(Votre tâche) Veuillez recopier à l’identique le passage du texte sur le désir d’enfant, depuis « Par certaines interventions » jusqu’à « PUF, 1992, pp.189-202. » inclus.

(Texte à lire)
Le désir d’un enfant est déjà, comme nous l’enseigne Freud, un désir œdipien. Mais il présente également un versant narcissique lié à l’objet du même sexe. Selon Bydlowski : « Le désir d’enfant peut être le lieu de passage d’un désir absolu car l’enfant imaginé, l’enfant à venir est, pour la femme, l’objet par excellence. Ce qui est désiré est moins un enfant concret que la réalisation du plus vivace des souhaits infantiles : désir nostalgique de se retrouver soi-même bébé vulnérable des premiers mois de la vie »[6]

 

Pour l’auteure, il ne s’agirait pas uniquement de dette maternelle mais aussi d’un réaménagement identificatoire. Pouvoir traverser une grossesse jusqu’à la naissance de son enfant, ce serait également accepter le changement corporel et, inévitablement, renoncer à une certaine jeunesse pour s’identifier à sa propre mère. Reconnaître et assumer un désir d’enfant, ce serait donc accepter cette dette et l’identification à la mère. Mais l’identification à l’objet maternel, relevant du registre imaginaire, ne serait-elle pas justement ce qui pourrait venir faire obstacle pour Lucie dans son propre rapport à la construction d’une possible maternité, sans avoir recours à des interventions médicales douloureuses ? 

 

L’annonce de la maladie de sa mère et de sa possible mort à venir semble avoir provoqué un réveil pulsionnel et, ainsi, remis sur le devant de la scène son agressivité envers cette femme, source de culpabilité.

 

Pour ce qui est de sa dernière idée, celle de faire congeler ses ovocytes, j’interviens à nouveau en signalant là les traitements et l’opération que cela implique, qui ne sont pas une mince affaire.

 

Elle insiste en rappelant qu’aujourd’hui, elle n’a peut-être pas ce désir d’enfant mais qu’elle aimerait avoir le choix d’en faire un quand Dame Nature ne sera peut-être plus de son côté. Je lui réponds alors que ce qui compte, c’est ce qu’elle souhaite aujourd’hui et qu’elle ne sait rien quant à sa fertilité dans quelques années. La psychanalysante acquiesce et depuis n’a plus jamais réabordé le sujet. A-t-elle abandonné cette idée ? Rien n’est vraiment sûr mais, dès lors, elle aborde la question de faire du vide, et les crises de boulimie s'apaisent. 

 

Par certaines interventions du clinicien qui visent à introduire la castration, le manque, afin d’apaiser les organisations intramoïques comme les nomme Fernando de Amorim, constituées de la résistance du Surmoi et le grand Autre non barré [7], la psychanalysante est invitée à céder peu à peu sur sa jouissance.


Freud, S. (1907). La vie sexuelle, Paris, PUF, 1997, p. 146.

 

Freud, S. (1917). « Des transpositions pulsionnelles, en particulier dans l’érotisme anal », in Œuvres Complètes, Vol. XV, Paris, PUF, 2012, pp. 53-62.

 

Freud, S. (1925). « Quelques conséquences psychiques de la différence des sexes au niveau anatomique », in Œuvres Complètes, Vol. XVII, Paris, PUF, 1992, pp.189-202.

 


Bydlowski, M. (1997). La dette de vie, Paris, PUF, 2021.

 de Amorim, F. Schéma freudo-lacanien de l’appareil psychique.

(Documents à étudier)
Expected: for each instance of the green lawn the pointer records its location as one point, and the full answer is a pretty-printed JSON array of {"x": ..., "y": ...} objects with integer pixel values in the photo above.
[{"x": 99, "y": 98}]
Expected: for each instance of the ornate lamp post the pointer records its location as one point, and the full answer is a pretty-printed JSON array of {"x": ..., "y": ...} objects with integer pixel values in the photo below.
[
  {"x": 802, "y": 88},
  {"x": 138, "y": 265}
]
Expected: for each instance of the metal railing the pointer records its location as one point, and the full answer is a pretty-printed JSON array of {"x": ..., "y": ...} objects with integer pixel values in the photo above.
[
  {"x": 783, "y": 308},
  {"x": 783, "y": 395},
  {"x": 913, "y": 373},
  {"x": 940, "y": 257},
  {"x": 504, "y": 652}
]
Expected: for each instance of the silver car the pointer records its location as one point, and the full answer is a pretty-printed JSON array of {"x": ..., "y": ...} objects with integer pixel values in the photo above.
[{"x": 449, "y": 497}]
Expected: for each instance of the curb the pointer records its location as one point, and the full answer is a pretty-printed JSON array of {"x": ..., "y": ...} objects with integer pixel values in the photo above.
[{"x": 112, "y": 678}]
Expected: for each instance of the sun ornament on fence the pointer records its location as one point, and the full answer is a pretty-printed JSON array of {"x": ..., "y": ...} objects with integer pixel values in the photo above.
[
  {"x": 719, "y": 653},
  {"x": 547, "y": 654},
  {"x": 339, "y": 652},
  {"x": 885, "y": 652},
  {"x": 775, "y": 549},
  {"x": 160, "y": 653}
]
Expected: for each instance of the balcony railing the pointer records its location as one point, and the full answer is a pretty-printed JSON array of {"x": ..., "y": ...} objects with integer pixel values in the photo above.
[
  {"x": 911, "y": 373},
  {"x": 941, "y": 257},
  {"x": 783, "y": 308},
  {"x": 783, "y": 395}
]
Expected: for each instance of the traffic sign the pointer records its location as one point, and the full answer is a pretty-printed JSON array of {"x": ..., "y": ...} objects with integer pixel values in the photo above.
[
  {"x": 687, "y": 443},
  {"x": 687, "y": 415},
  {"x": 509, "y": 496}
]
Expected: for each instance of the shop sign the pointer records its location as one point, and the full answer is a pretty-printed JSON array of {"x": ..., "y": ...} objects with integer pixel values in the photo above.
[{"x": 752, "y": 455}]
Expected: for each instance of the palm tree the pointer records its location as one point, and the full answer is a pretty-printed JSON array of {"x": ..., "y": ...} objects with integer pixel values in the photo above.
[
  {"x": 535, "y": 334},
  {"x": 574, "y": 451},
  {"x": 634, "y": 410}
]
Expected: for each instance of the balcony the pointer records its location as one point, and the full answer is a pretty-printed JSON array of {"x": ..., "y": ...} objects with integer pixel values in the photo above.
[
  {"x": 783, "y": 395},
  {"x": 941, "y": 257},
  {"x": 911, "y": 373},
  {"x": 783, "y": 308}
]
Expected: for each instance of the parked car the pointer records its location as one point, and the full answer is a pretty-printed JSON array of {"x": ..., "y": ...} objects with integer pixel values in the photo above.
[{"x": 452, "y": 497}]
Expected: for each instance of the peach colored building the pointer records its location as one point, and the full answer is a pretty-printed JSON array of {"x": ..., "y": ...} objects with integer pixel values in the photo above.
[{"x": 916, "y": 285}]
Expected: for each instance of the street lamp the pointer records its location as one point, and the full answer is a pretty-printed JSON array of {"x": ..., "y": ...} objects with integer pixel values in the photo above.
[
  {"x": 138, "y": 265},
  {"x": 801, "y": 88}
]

(Résultat attendu)
Par certaines interventions du clinicien qui visent à introduire la castration, le manque, afin d’apaiser les organisations intramoïques comme les nomme Fernando de Amorim, constituées de la résistance du Surmoi et le grand Autre non barré [7], la psychanalysante est invitée à céder peu à peu sur sa jouissance.


Freud, S. (1907). La vie sexuelle, Paris, PUF, 1997, p. 146.

 

Freud, S. (1917). « Des transpositions pulsionnelles, en particulier dans l’érotisme anal », in Œuvres Complètes, Vol. XV, Paris, PUF, 2012, pp. 53-62.

 

Freud, S. (1925). « Quelques conséquences psychiques de la différence des sexes au niveau anatomique », in Œuvres Complètes, Vol. XVII, Paris, PUF, 1992, pp.189-202.